Supplied entries:
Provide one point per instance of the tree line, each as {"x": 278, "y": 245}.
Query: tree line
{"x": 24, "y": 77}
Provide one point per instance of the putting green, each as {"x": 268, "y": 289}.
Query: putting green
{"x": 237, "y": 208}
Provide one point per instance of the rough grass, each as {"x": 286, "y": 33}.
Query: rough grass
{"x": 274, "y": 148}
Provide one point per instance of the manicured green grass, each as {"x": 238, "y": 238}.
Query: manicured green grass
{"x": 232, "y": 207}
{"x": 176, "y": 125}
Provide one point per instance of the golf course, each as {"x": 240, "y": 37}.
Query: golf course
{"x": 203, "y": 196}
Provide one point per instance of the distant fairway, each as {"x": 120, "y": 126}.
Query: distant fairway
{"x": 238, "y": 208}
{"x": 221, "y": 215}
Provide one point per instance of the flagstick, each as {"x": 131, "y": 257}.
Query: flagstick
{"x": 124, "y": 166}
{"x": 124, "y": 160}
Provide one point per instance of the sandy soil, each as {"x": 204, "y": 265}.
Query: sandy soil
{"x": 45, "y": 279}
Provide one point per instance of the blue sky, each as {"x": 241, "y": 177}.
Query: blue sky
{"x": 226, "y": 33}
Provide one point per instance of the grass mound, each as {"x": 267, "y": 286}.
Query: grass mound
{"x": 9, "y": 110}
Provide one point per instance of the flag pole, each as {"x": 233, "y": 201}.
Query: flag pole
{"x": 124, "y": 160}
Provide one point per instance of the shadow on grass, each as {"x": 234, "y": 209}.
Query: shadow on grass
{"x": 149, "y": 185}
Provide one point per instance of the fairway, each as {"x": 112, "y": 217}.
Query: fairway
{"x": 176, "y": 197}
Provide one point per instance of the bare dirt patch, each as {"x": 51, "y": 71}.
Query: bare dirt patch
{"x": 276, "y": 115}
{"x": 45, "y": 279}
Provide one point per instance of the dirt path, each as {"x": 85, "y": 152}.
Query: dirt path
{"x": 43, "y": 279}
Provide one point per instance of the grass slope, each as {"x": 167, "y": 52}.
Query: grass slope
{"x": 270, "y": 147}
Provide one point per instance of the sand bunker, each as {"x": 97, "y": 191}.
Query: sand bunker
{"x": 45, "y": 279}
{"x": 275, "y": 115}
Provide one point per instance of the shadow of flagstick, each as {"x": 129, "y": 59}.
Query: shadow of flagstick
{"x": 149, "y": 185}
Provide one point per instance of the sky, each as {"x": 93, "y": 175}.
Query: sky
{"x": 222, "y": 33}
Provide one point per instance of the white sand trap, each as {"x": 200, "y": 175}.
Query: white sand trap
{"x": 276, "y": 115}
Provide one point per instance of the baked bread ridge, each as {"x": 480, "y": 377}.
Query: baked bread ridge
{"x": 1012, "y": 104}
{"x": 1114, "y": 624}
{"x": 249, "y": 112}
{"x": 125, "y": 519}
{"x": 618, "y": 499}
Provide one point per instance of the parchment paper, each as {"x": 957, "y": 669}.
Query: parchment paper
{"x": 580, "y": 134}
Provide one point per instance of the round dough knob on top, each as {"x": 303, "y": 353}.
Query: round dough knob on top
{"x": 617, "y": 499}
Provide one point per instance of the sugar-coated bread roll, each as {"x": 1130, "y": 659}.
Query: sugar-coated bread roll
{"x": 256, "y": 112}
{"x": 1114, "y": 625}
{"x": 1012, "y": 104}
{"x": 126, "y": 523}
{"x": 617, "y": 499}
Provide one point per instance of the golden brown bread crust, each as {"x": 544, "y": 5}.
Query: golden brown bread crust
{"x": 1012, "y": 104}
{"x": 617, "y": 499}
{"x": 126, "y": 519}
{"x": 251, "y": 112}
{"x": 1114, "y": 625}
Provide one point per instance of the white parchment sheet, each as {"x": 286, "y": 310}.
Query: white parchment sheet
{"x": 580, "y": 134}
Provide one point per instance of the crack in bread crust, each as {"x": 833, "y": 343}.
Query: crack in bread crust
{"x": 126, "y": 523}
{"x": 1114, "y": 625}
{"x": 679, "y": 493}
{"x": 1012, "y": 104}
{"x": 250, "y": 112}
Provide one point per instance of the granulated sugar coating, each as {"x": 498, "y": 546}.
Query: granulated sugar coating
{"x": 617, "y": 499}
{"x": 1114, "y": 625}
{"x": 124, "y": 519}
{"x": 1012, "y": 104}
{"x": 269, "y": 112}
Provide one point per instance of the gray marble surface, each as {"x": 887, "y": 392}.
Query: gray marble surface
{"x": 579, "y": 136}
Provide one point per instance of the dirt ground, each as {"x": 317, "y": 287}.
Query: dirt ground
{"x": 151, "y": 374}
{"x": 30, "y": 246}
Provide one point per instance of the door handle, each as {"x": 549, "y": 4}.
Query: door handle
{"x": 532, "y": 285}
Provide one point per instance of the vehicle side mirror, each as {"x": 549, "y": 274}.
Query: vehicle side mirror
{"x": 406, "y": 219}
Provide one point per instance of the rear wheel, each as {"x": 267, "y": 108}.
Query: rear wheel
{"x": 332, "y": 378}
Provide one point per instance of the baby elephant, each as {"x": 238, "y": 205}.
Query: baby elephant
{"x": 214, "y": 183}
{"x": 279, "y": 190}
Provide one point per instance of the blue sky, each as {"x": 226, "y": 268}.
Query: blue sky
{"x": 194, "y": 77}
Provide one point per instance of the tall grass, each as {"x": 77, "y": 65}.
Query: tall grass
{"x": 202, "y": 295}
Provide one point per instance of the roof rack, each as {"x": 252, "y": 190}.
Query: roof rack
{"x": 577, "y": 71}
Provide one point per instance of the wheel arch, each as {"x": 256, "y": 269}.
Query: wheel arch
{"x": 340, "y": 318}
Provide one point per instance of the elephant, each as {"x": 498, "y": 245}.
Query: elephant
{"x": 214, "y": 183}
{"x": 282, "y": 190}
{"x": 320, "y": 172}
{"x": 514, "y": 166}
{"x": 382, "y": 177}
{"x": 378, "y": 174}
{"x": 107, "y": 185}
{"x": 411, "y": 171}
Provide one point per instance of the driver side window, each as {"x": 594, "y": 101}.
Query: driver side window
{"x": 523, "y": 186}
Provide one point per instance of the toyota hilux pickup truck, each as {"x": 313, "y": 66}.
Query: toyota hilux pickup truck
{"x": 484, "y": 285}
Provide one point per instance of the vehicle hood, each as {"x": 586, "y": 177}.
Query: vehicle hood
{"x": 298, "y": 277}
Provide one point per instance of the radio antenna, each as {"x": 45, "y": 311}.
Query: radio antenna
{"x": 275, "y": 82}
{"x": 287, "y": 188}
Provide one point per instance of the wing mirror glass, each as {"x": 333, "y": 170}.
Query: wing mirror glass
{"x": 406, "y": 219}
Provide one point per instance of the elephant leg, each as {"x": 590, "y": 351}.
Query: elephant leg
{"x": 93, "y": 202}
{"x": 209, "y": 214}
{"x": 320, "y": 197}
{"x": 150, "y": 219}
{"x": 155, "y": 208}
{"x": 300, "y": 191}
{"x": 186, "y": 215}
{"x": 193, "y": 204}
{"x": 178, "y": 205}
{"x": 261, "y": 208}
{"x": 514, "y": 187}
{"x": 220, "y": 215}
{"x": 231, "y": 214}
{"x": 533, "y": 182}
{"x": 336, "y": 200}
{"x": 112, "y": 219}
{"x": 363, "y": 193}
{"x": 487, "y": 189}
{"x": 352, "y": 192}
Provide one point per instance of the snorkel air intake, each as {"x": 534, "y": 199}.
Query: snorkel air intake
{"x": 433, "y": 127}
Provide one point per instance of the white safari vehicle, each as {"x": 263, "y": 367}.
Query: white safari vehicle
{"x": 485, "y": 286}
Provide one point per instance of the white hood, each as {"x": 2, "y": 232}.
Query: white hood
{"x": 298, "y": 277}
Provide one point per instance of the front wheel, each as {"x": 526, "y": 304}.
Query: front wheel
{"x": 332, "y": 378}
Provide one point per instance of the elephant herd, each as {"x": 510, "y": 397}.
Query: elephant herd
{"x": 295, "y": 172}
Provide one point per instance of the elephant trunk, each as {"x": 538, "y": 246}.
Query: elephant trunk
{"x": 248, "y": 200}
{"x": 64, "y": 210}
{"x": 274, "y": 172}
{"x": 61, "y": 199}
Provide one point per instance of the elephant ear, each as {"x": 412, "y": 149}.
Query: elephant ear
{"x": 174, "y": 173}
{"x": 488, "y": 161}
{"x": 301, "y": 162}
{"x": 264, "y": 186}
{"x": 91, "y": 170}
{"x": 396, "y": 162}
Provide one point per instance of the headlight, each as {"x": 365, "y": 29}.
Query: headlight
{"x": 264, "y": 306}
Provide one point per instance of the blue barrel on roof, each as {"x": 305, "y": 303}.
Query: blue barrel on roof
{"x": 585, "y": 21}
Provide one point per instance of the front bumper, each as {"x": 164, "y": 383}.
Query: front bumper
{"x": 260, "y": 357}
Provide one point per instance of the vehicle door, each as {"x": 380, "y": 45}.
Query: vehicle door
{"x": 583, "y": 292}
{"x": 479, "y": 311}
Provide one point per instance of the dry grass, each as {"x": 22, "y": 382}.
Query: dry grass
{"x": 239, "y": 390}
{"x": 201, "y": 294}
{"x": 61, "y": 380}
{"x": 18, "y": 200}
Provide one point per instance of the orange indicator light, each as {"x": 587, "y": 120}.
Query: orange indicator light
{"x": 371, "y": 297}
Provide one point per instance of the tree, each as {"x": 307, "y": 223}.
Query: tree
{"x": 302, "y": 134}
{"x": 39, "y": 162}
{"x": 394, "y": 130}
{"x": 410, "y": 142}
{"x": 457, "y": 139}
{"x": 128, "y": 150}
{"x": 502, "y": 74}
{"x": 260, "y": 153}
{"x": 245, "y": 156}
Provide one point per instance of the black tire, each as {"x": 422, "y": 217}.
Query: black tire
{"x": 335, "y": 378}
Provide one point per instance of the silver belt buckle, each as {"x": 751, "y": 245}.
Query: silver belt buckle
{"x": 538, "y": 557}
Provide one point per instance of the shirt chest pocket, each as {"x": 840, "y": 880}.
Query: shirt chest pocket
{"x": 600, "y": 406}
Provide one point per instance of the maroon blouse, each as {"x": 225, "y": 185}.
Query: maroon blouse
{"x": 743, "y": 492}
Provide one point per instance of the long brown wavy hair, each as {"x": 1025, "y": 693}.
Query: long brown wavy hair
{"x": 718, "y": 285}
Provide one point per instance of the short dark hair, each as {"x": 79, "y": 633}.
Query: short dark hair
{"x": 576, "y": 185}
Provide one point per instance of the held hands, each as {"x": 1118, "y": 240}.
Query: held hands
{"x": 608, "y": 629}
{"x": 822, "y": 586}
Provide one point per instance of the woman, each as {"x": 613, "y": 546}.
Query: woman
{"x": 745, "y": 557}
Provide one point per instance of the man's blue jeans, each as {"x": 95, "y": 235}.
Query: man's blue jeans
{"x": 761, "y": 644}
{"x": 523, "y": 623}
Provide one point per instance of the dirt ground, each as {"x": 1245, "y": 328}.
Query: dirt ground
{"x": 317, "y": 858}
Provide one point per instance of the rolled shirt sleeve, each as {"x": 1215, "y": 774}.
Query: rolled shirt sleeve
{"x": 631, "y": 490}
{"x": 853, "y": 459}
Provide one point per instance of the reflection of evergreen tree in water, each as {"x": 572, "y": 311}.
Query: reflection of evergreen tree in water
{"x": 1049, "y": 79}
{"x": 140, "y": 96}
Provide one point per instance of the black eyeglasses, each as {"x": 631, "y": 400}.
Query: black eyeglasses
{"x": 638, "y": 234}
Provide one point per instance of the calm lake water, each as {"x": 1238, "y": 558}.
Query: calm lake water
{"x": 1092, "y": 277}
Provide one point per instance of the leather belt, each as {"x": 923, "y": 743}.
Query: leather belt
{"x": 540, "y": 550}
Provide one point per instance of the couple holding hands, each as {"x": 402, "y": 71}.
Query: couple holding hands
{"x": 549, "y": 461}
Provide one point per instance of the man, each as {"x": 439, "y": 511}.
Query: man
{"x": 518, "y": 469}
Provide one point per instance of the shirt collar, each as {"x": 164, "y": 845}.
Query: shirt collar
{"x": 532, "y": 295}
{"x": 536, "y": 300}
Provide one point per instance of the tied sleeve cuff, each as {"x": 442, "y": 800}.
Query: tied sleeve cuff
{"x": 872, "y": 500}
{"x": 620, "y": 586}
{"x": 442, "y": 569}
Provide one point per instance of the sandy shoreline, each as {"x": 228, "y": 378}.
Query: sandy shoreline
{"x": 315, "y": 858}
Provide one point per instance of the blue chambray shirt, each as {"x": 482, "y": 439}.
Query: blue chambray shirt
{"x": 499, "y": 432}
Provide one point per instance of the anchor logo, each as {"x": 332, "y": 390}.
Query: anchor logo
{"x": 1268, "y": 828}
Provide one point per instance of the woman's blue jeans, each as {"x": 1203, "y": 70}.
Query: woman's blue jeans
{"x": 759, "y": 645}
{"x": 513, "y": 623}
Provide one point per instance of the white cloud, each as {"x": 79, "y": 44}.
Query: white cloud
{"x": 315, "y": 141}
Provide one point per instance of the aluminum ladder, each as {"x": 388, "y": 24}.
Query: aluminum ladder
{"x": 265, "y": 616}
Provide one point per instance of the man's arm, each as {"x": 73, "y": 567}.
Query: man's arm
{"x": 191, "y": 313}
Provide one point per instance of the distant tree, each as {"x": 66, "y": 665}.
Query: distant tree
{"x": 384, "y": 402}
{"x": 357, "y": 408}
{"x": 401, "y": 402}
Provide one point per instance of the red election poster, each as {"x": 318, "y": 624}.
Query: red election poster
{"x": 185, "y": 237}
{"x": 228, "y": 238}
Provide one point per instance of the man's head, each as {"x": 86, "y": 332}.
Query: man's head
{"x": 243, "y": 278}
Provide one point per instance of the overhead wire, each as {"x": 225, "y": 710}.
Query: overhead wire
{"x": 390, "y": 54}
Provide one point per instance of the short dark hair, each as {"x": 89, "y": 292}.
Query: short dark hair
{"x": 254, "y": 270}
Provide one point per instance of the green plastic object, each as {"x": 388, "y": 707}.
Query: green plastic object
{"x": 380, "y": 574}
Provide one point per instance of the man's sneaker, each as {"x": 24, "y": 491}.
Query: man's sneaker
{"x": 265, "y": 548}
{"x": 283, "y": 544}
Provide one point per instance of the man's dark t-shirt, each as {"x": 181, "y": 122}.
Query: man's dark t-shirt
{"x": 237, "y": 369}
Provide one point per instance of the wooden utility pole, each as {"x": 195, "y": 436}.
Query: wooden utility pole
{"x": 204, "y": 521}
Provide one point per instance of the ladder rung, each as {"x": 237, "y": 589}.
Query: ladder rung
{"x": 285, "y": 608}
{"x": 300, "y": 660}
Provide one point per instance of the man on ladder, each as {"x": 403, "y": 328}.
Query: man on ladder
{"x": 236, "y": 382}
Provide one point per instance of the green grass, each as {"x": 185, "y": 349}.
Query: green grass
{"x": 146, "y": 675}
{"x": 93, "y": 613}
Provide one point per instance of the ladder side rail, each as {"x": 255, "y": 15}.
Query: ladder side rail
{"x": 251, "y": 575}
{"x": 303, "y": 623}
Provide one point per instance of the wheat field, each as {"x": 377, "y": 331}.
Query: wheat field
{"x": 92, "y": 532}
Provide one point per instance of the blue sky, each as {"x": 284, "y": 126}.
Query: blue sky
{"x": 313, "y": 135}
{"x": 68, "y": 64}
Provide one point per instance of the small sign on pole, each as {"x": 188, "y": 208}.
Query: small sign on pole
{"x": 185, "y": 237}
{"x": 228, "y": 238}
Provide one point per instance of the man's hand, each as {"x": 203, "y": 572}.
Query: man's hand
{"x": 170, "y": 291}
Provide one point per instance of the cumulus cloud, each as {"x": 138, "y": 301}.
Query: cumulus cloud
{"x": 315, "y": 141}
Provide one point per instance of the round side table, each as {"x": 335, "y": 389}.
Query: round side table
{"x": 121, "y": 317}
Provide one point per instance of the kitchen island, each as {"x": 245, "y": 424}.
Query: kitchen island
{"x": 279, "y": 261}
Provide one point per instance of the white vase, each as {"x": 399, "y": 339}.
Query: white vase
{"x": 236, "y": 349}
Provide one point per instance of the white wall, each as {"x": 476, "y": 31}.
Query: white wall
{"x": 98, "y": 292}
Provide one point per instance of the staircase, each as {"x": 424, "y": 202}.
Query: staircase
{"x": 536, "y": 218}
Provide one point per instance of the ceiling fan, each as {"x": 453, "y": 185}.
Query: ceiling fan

Stated task: Take the line holding "Provide one point per instance of the wheat" and all lines after it through the end of the data, and set them down exactly.

Result for this exercise:
Provide one point per instance of the wheat field, each as {"x": 377, "y": 331}.
Query: wheat field
{"x": 92, "y": 532}
Provide one point per instance of the blue sky, each as {"x": 284, "y": 126}.
Query: blue sky
{"x": 313, "y": 135}
{"x": 68, "y": 64}
Provide one point per instance of the small sign on pole, each as {"x": 188, "y": 208}.
Query: small sign on pole
{"x": 185, "y": 237}
{"x": 228, "y": 238}
Provide one point per instance of the man's hand, each as {"x": 203, "y": 572}.
Query: man's hand
{"x": 170, "y": 291}
Provide one point per instance of the cumulus cloud, each as {"x": 138, "y": 301}.
Query: cumulus cloud
{"x": 315, "y": 141}
Provide one point per instance of the round side table, each as {"x": 335, "y": 389}.
Query: round side table
{"x": 121, "y": 317}
Provide one point per instance of the kitchen island, each as {"x": 245, "y": 424}.
Query: kitchen island
{"x": 279, "y": 261}
Provide one point per instance of the white vase, each as {"x": 399, "y": 339}.
Query: white vase
{"x": 236, "y": 349}
Provide one point per instance of the white wall, each as {"x": 476, "y": 31}.
Query: white wall
{"x": 98, "y": 292}
Provide one point per instance of the staircase, each as {"x": 424, "y": 202}.
Query: staircase
{"x": 536, "y": 218}
Provide one point per instance of the ceiling fan, each as {"x": 453, "y": 185}.
Query: ceiling fan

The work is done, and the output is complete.